** AIM OF THE TASK **
Which lines in the items below contain the string "cone"? Pull out each of those lines, matching case exactly.

###

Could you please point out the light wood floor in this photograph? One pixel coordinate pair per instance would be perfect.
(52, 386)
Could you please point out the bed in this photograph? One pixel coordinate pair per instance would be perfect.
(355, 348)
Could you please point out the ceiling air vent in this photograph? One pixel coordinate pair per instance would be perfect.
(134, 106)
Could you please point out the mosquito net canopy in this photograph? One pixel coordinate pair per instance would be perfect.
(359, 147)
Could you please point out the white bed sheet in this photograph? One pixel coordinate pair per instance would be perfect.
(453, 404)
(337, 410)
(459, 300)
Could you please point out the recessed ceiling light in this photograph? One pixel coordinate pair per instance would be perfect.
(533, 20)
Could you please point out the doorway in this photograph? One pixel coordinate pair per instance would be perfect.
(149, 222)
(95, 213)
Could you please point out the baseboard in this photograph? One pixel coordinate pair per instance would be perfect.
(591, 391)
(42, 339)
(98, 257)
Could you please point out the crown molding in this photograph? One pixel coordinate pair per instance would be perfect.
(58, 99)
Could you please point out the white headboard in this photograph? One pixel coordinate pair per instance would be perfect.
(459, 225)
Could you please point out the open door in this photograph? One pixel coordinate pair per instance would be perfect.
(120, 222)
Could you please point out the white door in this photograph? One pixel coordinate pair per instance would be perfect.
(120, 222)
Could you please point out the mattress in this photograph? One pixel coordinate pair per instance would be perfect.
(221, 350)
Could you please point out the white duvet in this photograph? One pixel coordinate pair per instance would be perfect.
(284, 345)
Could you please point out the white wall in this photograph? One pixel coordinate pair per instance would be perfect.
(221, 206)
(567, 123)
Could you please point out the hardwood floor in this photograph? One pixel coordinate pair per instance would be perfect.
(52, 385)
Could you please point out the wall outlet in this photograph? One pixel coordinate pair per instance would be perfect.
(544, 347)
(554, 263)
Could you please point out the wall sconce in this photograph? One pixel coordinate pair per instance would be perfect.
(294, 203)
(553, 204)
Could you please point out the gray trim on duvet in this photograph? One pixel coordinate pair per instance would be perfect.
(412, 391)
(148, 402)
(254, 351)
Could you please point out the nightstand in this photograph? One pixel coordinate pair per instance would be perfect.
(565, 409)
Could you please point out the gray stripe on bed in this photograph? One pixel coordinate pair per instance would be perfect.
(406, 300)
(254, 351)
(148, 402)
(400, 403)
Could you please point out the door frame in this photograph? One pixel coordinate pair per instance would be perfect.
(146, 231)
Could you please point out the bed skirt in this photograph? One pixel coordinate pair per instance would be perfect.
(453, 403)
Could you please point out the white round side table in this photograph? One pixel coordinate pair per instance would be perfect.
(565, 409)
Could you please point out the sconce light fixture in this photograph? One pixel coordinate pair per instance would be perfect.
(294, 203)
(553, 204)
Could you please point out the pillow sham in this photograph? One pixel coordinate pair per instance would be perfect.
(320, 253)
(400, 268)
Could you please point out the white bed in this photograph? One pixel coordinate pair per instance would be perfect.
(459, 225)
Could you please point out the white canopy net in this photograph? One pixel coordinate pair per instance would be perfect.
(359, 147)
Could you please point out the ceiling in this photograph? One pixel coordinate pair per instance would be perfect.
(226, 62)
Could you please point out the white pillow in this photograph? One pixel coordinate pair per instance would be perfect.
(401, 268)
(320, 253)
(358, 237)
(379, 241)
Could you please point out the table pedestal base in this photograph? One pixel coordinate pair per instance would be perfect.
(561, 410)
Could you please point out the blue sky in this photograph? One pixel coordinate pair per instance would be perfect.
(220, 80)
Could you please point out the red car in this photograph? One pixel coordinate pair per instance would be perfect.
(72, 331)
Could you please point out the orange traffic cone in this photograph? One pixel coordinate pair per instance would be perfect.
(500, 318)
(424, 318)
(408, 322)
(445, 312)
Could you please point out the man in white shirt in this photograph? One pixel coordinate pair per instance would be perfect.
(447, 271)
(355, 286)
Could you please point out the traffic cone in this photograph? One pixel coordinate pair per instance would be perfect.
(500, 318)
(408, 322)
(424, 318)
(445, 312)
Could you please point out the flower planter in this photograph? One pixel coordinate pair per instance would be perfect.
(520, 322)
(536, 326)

###

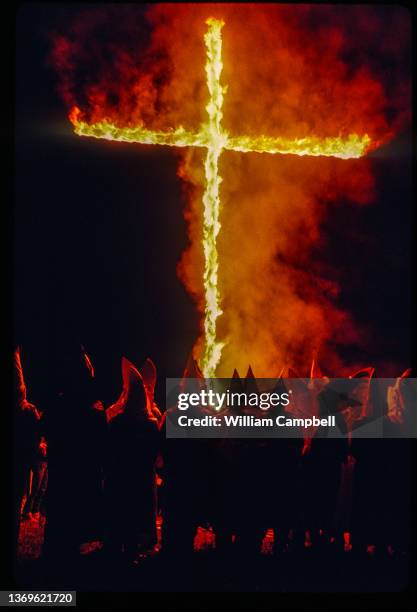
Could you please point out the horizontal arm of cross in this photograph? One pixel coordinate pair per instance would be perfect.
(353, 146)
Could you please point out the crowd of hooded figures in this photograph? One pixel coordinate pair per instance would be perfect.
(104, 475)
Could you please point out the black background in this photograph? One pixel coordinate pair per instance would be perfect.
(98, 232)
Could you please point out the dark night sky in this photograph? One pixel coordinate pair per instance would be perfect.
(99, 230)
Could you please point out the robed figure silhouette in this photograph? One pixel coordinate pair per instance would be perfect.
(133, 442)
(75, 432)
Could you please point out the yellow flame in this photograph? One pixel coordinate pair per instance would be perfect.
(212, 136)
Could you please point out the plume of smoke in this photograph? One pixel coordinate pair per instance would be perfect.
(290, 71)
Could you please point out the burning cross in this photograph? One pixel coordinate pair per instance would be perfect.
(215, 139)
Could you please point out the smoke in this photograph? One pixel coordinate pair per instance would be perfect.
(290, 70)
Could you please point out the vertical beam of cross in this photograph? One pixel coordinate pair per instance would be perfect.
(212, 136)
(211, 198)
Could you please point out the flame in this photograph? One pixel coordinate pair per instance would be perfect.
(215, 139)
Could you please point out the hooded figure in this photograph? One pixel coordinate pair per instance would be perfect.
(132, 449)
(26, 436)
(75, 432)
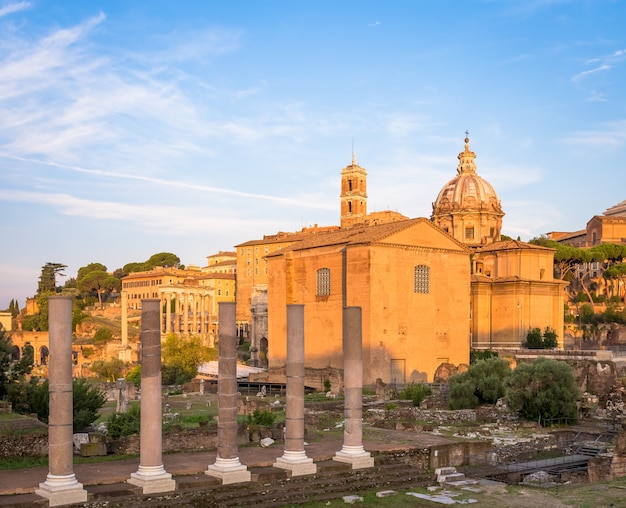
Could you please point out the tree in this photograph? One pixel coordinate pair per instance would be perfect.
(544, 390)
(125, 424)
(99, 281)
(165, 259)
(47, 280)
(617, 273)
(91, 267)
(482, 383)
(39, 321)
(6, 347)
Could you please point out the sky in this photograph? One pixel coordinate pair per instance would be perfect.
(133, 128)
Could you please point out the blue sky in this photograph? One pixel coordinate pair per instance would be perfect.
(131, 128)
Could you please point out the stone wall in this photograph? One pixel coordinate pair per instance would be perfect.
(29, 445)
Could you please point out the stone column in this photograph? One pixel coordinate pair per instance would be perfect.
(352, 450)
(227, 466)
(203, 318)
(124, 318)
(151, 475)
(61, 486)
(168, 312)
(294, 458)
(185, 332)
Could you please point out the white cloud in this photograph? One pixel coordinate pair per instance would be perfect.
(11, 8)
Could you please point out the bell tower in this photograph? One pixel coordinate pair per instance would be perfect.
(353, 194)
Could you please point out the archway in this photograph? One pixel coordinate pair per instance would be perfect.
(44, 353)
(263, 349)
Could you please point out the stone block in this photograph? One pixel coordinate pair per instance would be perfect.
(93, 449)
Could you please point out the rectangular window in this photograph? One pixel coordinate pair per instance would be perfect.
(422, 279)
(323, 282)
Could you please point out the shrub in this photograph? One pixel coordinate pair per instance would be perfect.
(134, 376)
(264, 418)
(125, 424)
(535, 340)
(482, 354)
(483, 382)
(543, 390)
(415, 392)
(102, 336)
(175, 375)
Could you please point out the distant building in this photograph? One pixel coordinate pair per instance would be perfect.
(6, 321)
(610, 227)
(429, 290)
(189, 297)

###

** WORKED ANSWER **
Could you please point out the orange traffic cone in this photograph? One pixel coordinate pair per instance would be perfect.
Could you please point out the traffic cone in this photograph? One pixel coordinate pair per instance would be perfect.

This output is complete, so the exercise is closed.